* [PROBLEM]:
Give the number of lines in the records below that contain the word "parts". State only that number.

* [EXERCISE INPUTS]:
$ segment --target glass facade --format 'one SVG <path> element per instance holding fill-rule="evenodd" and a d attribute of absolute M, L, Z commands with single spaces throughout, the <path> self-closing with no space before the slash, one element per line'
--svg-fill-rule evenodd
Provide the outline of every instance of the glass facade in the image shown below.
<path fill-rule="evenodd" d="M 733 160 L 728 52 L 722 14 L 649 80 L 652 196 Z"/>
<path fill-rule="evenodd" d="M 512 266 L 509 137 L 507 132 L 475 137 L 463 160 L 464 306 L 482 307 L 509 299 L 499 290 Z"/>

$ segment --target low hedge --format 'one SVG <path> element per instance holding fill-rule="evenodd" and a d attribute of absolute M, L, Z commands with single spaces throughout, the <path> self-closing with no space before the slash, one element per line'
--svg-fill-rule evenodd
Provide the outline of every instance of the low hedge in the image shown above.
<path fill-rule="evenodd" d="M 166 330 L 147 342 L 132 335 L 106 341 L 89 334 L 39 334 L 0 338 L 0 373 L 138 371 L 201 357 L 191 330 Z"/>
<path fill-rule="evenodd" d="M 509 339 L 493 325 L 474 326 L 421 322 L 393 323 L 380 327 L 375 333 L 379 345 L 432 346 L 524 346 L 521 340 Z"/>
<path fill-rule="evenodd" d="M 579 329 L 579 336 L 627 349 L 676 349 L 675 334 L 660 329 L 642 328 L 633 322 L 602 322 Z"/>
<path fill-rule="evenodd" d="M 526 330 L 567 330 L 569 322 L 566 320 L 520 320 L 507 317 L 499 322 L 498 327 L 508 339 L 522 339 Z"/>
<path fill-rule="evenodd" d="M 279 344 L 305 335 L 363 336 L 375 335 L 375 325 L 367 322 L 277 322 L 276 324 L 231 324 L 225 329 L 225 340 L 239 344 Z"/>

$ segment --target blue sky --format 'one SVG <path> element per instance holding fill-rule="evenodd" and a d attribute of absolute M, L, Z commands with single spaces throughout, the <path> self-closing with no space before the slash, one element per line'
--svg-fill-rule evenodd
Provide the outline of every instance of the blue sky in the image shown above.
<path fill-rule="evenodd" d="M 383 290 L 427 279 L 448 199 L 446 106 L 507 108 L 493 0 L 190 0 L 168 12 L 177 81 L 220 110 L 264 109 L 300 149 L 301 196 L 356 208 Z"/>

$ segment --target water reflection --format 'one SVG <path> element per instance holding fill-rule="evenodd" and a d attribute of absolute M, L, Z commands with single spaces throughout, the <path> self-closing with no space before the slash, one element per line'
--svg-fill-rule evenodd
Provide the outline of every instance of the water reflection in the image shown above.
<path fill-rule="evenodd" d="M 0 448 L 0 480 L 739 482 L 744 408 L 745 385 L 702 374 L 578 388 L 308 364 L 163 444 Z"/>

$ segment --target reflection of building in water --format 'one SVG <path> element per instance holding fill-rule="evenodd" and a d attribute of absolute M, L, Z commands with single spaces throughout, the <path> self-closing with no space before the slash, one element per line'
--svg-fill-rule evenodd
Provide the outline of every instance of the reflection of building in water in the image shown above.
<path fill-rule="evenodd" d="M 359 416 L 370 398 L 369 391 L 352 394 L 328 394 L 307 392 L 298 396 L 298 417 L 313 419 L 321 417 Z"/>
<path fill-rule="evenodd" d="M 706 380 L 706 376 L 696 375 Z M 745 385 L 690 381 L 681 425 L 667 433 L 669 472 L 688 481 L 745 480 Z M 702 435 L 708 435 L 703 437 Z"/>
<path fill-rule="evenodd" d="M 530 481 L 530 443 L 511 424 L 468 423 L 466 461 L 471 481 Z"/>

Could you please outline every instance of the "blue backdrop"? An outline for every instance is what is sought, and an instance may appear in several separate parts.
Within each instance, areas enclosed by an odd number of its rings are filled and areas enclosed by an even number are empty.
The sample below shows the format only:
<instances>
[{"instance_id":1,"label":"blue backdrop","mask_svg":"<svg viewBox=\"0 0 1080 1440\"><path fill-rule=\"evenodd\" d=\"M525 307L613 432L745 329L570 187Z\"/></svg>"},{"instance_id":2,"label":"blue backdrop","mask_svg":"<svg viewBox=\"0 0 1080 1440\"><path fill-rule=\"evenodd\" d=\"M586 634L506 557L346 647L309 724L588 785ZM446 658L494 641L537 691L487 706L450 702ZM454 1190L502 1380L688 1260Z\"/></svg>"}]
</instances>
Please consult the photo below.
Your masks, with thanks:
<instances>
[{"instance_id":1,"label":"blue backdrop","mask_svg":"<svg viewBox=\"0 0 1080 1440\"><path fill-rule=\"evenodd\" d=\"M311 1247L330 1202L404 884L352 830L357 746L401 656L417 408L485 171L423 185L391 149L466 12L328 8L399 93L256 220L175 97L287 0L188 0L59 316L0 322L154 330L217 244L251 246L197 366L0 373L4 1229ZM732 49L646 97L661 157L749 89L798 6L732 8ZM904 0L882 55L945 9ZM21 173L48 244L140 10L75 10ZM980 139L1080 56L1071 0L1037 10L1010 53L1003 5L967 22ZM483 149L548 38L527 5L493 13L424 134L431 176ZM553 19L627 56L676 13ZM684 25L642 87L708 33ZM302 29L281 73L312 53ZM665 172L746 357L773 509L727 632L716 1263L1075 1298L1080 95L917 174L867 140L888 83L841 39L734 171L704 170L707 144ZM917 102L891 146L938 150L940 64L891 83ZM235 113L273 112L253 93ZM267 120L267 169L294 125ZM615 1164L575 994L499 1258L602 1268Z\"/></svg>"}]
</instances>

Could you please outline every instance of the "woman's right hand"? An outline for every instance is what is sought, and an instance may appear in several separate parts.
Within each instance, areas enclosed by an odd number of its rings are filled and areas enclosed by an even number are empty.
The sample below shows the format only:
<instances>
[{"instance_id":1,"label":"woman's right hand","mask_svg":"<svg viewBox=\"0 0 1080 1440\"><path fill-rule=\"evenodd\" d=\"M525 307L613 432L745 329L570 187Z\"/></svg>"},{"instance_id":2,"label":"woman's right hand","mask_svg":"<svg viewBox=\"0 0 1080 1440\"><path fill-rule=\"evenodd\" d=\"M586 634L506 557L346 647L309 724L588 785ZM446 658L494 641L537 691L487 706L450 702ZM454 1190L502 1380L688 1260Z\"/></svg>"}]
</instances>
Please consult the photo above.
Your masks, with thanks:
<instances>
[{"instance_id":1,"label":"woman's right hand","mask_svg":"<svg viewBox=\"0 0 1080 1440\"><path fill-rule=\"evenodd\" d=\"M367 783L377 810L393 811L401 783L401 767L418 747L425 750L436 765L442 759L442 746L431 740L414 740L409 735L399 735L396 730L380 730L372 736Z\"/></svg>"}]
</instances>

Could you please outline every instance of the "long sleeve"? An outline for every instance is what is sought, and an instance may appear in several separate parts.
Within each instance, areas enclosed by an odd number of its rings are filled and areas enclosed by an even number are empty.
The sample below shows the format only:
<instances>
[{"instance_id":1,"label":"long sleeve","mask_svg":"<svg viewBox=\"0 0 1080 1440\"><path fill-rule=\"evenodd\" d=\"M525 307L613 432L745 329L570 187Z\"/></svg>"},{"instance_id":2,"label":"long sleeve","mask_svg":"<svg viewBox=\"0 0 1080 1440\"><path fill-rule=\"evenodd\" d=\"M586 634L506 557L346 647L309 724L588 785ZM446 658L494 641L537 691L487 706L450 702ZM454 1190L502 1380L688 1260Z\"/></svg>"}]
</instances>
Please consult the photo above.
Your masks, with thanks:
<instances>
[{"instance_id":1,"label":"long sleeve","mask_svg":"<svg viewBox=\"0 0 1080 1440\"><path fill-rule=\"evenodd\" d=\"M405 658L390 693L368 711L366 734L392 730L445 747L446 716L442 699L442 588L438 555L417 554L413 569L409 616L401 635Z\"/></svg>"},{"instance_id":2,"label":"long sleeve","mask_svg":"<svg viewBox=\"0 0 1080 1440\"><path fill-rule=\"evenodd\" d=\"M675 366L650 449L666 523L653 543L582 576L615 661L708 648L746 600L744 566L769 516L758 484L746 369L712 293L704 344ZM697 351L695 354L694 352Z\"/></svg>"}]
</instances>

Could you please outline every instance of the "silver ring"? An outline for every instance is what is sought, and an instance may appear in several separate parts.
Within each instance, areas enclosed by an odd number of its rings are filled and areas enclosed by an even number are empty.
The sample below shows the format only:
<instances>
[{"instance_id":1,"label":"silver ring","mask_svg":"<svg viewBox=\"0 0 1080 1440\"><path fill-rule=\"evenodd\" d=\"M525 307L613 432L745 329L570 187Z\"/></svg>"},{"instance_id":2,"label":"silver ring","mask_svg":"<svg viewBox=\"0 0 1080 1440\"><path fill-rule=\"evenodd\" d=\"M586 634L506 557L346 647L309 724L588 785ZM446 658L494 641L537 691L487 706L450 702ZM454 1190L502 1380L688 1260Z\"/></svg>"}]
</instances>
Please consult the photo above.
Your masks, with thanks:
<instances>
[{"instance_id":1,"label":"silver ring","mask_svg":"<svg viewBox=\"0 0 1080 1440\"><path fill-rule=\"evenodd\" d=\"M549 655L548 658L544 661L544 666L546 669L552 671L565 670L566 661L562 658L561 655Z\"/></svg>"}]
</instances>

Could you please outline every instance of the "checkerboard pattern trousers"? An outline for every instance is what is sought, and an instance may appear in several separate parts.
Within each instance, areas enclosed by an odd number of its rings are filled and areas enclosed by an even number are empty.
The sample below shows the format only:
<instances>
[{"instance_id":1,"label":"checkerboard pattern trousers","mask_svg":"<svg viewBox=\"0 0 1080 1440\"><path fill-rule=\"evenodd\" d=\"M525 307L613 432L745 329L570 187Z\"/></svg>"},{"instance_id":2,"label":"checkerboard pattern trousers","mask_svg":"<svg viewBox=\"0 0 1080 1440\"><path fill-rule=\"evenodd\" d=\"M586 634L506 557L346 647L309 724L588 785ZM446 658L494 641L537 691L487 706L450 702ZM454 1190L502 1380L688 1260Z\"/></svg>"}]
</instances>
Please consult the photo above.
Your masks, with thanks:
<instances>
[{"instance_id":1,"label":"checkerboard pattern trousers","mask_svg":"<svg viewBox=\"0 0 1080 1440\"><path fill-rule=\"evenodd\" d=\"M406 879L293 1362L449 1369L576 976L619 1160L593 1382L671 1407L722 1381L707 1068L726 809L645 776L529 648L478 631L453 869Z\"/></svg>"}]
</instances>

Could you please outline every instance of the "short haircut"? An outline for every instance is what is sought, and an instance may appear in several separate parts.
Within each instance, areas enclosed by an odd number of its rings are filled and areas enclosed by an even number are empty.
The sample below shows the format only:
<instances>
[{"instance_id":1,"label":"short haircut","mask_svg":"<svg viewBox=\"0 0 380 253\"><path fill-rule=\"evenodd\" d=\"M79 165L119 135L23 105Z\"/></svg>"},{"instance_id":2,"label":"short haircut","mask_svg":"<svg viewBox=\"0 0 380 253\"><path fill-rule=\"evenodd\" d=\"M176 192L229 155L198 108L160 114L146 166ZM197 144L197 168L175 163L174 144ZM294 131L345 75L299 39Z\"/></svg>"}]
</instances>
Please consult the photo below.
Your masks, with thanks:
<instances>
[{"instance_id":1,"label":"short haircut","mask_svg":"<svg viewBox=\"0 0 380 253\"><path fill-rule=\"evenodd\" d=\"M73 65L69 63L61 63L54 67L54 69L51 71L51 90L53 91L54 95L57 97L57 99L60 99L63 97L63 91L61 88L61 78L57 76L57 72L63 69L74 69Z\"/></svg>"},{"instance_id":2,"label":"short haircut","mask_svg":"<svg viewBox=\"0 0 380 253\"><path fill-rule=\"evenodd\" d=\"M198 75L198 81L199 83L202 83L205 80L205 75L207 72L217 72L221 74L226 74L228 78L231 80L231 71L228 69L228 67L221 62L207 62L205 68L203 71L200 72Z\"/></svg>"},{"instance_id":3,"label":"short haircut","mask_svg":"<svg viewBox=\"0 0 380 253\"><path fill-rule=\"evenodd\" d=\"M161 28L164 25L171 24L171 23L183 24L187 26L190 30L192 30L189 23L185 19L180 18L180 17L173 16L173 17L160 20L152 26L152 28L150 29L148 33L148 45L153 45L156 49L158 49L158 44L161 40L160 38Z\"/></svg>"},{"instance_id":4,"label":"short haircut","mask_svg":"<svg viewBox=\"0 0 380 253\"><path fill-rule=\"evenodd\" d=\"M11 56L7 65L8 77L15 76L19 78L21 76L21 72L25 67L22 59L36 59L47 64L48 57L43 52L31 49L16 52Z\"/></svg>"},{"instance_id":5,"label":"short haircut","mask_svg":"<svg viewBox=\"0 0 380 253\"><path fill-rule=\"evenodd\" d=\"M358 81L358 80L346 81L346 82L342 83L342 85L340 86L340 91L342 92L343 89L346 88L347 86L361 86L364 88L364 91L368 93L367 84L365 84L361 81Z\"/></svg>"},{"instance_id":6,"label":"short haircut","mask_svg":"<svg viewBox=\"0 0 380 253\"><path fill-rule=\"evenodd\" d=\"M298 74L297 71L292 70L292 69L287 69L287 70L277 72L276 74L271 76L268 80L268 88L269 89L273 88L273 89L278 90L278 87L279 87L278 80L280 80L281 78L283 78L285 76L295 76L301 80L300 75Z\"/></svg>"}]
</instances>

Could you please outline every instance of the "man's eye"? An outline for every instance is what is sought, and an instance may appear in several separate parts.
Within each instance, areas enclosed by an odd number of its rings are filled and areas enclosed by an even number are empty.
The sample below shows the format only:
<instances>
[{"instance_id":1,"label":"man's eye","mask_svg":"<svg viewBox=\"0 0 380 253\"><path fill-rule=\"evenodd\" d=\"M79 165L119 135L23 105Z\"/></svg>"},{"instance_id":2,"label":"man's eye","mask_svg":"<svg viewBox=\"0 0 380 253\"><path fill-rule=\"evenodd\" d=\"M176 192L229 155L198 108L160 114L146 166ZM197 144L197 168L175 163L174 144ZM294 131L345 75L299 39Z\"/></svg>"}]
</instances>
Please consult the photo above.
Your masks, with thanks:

* [YOUR RESPONSE]:
7